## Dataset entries
__________________________________________________

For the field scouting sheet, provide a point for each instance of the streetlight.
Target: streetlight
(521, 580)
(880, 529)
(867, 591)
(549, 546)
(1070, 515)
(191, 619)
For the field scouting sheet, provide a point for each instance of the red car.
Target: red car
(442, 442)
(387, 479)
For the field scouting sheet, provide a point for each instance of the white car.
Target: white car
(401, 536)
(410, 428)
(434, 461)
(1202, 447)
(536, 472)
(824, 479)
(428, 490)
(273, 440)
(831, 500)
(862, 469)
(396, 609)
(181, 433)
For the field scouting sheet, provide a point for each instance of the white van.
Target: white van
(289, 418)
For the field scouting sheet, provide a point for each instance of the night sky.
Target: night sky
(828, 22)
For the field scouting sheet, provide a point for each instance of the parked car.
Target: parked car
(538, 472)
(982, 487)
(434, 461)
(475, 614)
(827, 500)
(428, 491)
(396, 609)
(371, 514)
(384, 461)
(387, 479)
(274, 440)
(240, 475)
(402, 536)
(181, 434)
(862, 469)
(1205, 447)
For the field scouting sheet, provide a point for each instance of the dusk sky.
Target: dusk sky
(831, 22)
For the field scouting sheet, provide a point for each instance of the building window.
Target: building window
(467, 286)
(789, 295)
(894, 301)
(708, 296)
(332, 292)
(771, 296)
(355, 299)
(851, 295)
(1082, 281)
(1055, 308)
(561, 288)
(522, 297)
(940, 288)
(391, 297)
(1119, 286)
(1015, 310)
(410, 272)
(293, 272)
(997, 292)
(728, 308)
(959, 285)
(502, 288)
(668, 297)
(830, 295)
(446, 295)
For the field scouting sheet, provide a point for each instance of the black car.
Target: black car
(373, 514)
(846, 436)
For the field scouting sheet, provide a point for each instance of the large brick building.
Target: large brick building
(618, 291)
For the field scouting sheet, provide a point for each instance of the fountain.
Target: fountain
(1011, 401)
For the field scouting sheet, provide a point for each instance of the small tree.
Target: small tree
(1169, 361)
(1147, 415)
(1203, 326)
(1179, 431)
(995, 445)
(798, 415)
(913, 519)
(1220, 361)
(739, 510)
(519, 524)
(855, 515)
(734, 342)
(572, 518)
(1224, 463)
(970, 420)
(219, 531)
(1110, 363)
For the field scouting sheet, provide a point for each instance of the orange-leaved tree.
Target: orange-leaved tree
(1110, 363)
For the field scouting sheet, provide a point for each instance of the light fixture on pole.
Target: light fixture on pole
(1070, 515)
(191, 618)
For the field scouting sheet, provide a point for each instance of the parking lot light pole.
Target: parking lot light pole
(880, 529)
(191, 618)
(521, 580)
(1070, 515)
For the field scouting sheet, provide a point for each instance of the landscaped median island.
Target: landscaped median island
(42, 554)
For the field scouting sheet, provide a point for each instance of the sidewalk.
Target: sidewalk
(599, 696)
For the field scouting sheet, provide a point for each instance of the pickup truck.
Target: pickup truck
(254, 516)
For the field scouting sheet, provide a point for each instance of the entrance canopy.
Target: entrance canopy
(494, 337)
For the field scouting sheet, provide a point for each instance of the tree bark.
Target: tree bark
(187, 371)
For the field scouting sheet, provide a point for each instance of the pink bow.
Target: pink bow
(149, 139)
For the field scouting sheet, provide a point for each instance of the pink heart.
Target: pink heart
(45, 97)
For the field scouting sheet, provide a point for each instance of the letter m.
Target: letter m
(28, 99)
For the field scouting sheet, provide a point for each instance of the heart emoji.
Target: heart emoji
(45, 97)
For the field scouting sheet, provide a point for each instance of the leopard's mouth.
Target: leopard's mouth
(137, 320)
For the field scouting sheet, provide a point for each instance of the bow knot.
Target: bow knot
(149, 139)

__________________________________________________

## Exercise objective
Extract every entry above as it appears.

## Solution
For the field scouting sheet, provide a point for each instance of the streetlight.
Target: streetlight
(521, 580)
(880, 529)
(867, 591)
(549, 546)
(1070, 515)
(191, 619)
For the field scouting sheet, provide a point for each instance of the red car.
Target: red car
(442, 442)
(387, 479)
For the field scouting sheet, provide a point for each instance of the white car.
Target: white car
(401, 536)
(410, 428)
(434, 461)
(1202, 447)
(536, 472)
(824, 479)
(428, 490)
(273, 440)
(831, 500)
(862, 469)
(396, 609)
(181, 433)
For the field scouting sheet, provide a point for each instance of the white van.
Target: white van
(289, 418)
For the field scouting sheet, provide a point for each instance of the night sky.
Target: night sky
(828, 22)
For the field scouting sheet, provide a point for each instance of the parked car.
Target: parked car
(538, 472)
(982, 487)
(434, 461)
(475, 614)
(827, 500)
(428, 491)
(396, 609)
(371, 514)
(384, 461)
(387, 479)
(274, 440)
(240, 475)
(402, 536)
(181, 434)
(862, 469)
(1205, 447)
For the field scouting sheet, provide a point for each instance of the dusk sky.
Target: dusk sky
(831, 22)
For the field scouting sheet, provide a point for each instance of the building window.
Target: building window
(467, 286)
(789, 295)
(894, 301)
(708, 296)
(332, 292)
(771, 296)
(355, 299)
(851, 295)
(1082, 281)
(1055, 308)
(561, 288)
(522, 297)
(940, 288)
(391, 297)
(1119, 286)
(1015, 310)
(410, 272)
(293, 272)
(997, 292)
(728, 308)
(959, 285)
(502, 288)
(668, 297)
(830, 295)
(446, 295)
For the field scouting sheet, provide a point for each instance of the black car.
Target: black car
(373, 514)
(846, 436)
For the field scouting sheet, provide a point for each instance of the large brick building.
Target: large brick building
(618, 291)
For the field scouting sheet, provide a point for each instance of the fountain.
Target: fountain
(1011, 401)
For the field scouting sheet, provide a point for each instance of the small tree.
Target: small tree
(1169, 361)
(1147, 415)
(1203, 326)
(1179, 431)
(995, 445)
(798, 415)
(913, 519)
(1220, 361)
(739, 510)
(519, 524)
(855, 515)
(734, 342)
(572, 518)
(1224, 463)
(970, 420)
(219, 531)
(1110, 363)
For the field scouting sheet, provide a point for each instance of the orange-leaved tree.
Target: orange-leaved tree
(1110, 363)
For the field scouting sheet, provide a point for each instance of the light fixture on pole.
Target: light fixture on pole
(1070, 515)
(191, 618)
For the field scouting sheet, provide a point for each instance of the parking lot light pole.
Target: parking lot light pole
(880, 529)
(191, 618)
(521, 580)
(1070, 515)
For the field scouting sheet, provide a point for each instance of the landscaped median island.
Target: landscaped median island
(42, 554)
For the field scouting sheet, provide a point for each instance of the sidewalk.
Target: sidewalk
(599, 696)
For the field scouting sheet, provide a point for each instance of the pickup truck.
Target: pickup truck
(254, 516)
For the field scouting sheet, provide a point for each instance of the entrance canopy.
Target: entrance canopy
(494, 337)
For the field scouting sheet, provide a point for each instance of the tree bark.
Target: tree bark
(187, 371)
For the field scouting sheet, provide a point for each instance of the pink bow.
Target: pink bow
(149, 139)
For the field scouting sheet, provide a point for each instance of the pink heart.
Target: pink heart
(45, 97)
For the field scouting sheet, provide a point for each instance of the letter m.
Target: letter m
(28, 99)
For the field scouting sheet, provide a point for each instance of the heart emoji.
Target: heart emoji
(45, 97)
For the field scouting sheet, provide a point for each instance of the leopard's mouth.
Target: leopard's mouth
(137, 320)
For the field scouting sheet, provide a point for each instance of the bow knot.
Target: bow knot
(149, 139)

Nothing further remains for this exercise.